◆ To be done
Arrange all of the rows below as a numbered list, omitting any blank lines.

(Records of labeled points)

»»

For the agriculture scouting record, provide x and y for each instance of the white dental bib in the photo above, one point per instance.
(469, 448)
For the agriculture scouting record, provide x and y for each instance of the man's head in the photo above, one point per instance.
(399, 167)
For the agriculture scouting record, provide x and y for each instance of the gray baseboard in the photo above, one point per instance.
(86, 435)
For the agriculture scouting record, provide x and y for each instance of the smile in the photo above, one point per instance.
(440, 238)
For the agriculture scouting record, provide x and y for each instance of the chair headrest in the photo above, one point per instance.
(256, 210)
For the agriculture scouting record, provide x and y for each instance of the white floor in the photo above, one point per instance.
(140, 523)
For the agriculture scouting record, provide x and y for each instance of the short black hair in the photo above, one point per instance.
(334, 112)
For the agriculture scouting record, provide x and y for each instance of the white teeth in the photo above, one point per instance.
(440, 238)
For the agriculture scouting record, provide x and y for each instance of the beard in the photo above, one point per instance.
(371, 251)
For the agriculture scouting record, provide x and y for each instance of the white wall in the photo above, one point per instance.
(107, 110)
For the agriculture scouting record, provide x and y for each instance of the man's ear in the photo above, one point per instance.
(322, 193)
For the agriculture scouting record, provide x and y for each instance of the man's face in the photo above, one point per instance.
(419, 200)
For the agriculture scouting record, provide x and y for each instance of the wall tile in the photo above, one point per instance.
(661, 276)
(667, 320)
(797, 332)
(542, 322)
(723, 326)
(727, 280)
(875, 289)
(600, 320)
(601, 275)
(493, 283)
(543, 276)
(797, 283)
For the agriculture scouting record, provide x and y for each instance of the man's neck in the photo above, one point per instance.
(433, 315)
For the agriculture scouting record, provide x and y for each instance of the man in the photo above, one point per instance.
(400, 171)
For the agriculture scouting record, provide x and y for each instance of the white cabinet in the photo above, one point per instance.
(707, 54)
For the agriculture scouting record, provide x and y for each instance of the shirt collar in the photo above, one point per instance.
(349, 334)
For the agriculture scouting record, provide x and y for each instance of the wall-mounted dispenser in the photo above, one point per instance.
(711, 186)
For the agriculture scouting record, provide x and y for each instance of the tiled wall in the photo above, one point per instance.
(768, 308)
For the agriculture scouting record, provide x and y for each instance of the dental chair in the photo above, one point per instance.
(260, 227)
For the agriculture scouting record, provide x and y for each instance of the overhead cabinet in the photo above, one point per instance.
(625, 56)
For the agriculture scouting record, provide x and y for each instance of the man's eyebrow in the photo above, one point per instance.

««

◆ Correct result
1. For the agriculture scouting record, provide x and y for each instance of the white dental bib in the photo above, one point per instance.
2. (469, 448)
3. For the agriculture scouting record, provide x and y for each instance of the man's head in the photo above, one point per instance.
4. (399, 167)
5. For the agriculture scouting record, provide x and y for each instance of the gray baseboard in the photo above, one point per instance.
6. (86, 435)
7. For the agriculture scouting record, provide x and y for each instance of the smile in the photo above, one point per instance.
8. (440, 238)
9. For the agriculture scouting record, provide x and y for each instance of the chair headrest in the photo above, one point per instance.
10. (256, 210)
11. For the agriculture scouting record, provide x and y for each instance of the white floor in the photo above, one point per instance.
12. (140, 523)
13. For the agriculture scouting record, provide x and y for each instance of the short black hair in the photo above, one point per instance.
14. (334, 112)
15. For the agriculture scouting record, provide x and y for each instance of the white teeth in the photo above, one point per instance.
16. (440, 238)
17. For the agriculture scouting record, provide x and y for each instance of the beard in the photo above, one point per instance.
18. (371, 251)
19. For the agriculture scouting record, provide x and y for each instance of the white wall in the photo above, one point per instance.
20. (107, 110)
21. For the agriculture scouting record, provide x and y for each instance of the man's ear in the photo above, one point per instance.
22. (322, 193)
23. For the agriculture scouting record, provide x and y for each instance of the man's face in the photo above, one point per instance.
24. (419, 200)
25. For the agriculture scouting record, provide x and y for each instance of the wall tile in the photo above, one point per instance.
26. (661, 276)
27. (667, 320)
28. (797, 332)
29. (542, 322)
30. (723, 326)
31. (727, 280)
32. (875, 289)
33. (600, 320)
34. (601, 275)
35. (493, 283)
36. (543, 276)
37. (797, 283)
38. For the agriculture scouting record, provide x and y for each instance of the man's neck in the photo above, one point per instance.
39. (433, 315)
40. For the agriculture scouting record, provide x and y for each instance of the man in the photo above, one point per instance.
41. (400, 171)
42. For the agriculture scouting record, provide x and y for each instance of the white cabinet in the photo above, one point per instance.
43. (707, 54)
44. For the agriculture scouting record, provide x and y for each instance of the shirt collar in the photo above, one point per instance.
45. (349, 334)
46. For the agriculture scouting record, provide x and y for each instance of the wall-mounted dispenser in the photo above, one point per instance.
47. (711, 186)
48. For the agriculture scouting record, provide x and y for each instance of the tiled wall in the photo above, one point per instance.
49. (768, 308)
50. For the agriculture scouting record, provide x and y for each instance of the dental chair in the photo above, one point per instance.
51. (260, 227)
52. For the agriculture scouting record, provide x and y for each instance of the overhead cabinet in the photo above, one point per instance.
53. (625, 56)
54. For the agriculture scouting record, provide x and y for each instance of the man's eyebrow in the photo above, one point per instance.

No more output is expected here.